-- Task inputs follows --

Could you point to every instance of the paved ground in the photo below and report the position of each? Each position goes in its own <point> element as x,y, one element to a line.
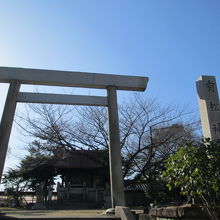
<point>12,212</point>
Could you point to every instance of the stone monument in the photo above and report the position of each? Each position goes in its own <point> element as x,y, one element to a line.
<point>209,106</point>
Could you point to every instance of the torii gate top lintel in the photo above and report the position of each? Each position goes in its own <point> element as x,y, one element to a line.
<point>110,82</point>
<point>72,79</point>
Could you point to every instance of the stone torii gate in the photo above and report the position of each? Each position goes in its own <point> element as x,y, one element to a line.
<point>17,76</point>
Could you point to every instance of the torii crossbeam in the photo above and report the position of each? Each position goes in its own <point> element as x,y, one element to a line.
<point>17,76</point>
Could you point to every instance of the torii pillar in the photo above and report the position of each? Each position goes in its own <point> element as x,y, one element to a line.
<point>18,76</point>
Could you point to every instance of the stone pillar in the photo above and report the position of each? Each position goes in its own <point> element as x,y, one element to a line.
<point>7,121</point>
<point>115,161</point>
<point>209,106</point>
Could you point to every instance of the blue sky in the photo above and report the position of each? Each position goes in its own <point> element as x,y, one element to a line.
<point>172,42</point>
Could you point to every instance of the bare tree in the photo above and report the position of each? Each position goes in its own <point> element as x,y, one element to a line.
<point>149,133</point>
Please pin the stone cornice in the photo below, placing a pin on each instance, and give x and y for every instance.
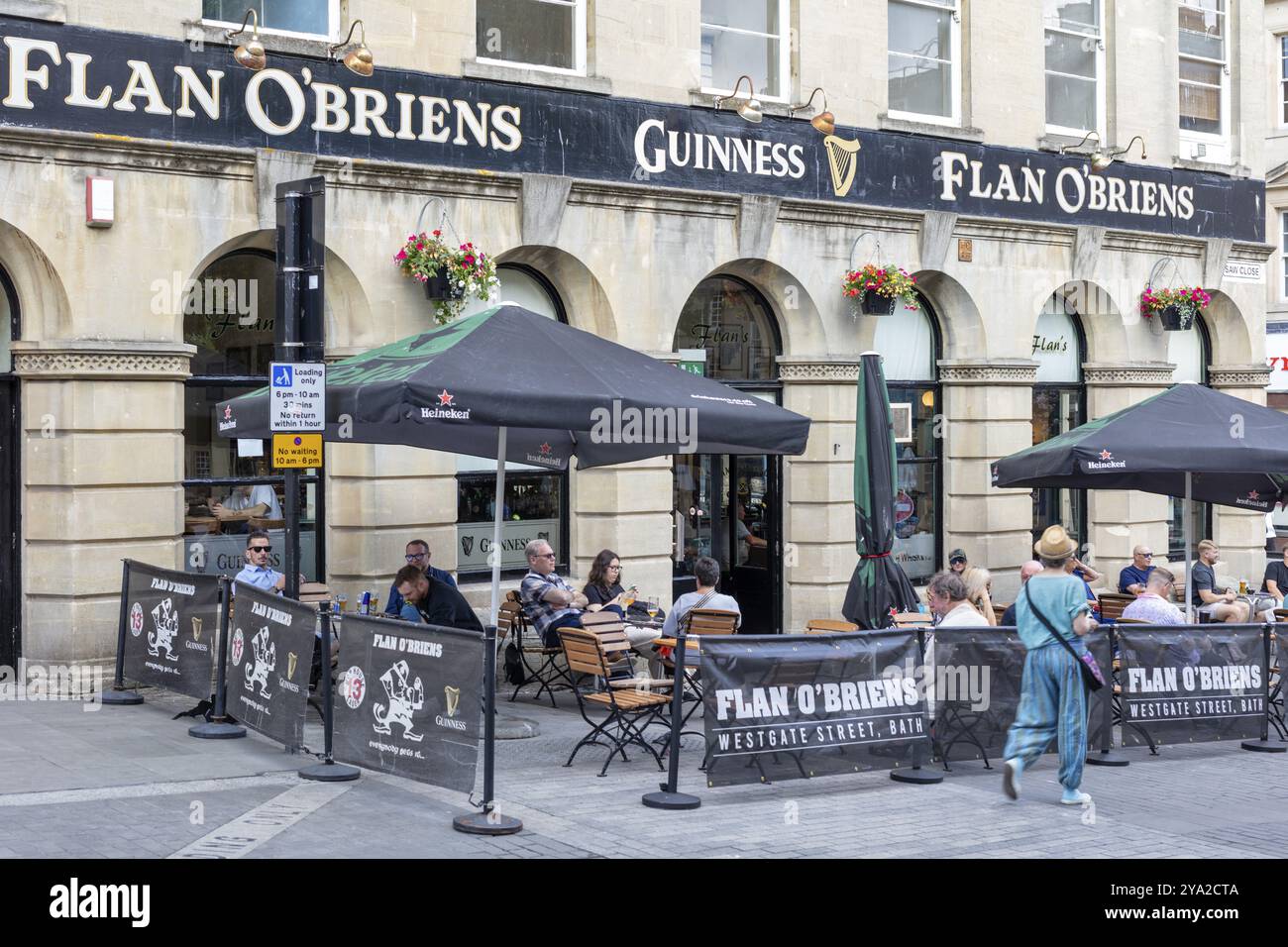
(1237, 375)
(1128, 375)
(1004, 371)
(90, 359)
(822, 369)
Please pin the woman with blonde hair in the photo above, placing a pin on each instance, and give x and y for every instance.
(979, 586)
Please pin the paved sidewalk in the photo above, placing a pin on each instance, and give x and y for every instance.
(125, 783)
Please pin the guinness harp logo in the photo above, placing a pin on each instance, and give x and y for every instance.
(842, 161)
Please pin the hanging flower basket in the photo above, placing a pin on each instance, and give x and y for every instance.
(877, 290)
(1176, 309)
(449, 275)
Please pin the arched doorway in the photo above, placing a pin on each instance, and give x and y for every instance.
(230, 315)
(11, 499)
(724, 505)
(1059, 405)
(910, 346)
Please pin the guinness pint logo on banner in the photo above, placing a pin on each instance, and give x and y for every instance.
(162, 603)
(261, 694)
(415, 723)
(842, 161)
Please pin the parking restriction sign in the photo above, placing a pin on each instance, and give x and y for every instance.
(297, 395)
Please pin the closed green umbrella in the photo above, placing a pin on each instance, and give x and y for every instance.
(879, 586)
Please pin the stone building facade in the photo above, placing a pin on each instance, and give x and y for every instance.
(1029, 320)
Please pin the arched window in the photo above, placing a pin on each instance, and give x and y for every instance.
(536, 500)
(734, 329)
(1059, 405)
(230, 486)
(1192, 354)
(909, 343)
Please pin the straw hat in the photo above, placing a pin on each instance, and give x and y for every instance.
(1055, 544)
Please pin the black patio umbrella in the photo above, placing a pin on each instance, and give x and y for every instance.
(879, 585)
(1188, 441)
(510, 382)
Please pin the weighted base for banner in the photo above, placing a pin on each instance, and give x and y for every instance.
(487, 823)
(217, 731)
(1263, 746)
(1107, 759)
(915, 776)
(121, 698)
(330, 772)
(670, 800)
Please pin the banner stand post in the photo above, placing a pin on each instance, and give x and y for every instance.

-- Task inputs concluded --

Assignment ▸ Starting at the line with "Please pin the arched doorway", copy every line up to and including the last one in the entries above.

Your response ▸
Please pin the arched doorway in the photo above, placing a pin on each instance, and give x and y for every instance.
(230, 315)
(11, 499)
(724, 505)
(1059, 405)
(910, 346)
Please pin the guinness pint logo on banner in the photo above, placing a pin on each instance, and give x and y for every instance.
(162, 603)
(261, 694)
(415, 723)
(842, 161)
Please pin the parking restriction sign in the photo above, placing a pin on each instance, and give x and y for every instance.
(297, 395)
Please pin the closed green umbrella in the photo above, placing a pin on each instance, and give x and y for every instance.
(879, 586)
Please pin the stone building facade in the photo above, placing a pin on each instance, and give x and y for every instance.
(1029, 320)
Please pin the arched window in the photo above, placing a pin on each instance, and give x and y for every instance.
(536, 500)
(734, 329)
(1059, 405)
(230, 486)
(1192, 354)
(909, 343)
Please pin the straw hat in the photo above, placing a pin on each instance, and give x and y for every instance.
(1055, 544)
Please pin the black patio umbrella in the photo above, placing a pin on each instance, and give x and y for every instance.
(879, 585)
(1188, 441)
(510, 382)
Please pin the weighted base for banner in the photo above, placing a pin on each instance, and give x and y for every instance.
(487, 823)
(217, 731)
(1263, 746)
(1107, 759)
(915, 776)
(121, 698)
(330, 772)
(670, 800)
Please pin the banner stand post in the photo above, placing a pin on each instance, and give x and y for every instance.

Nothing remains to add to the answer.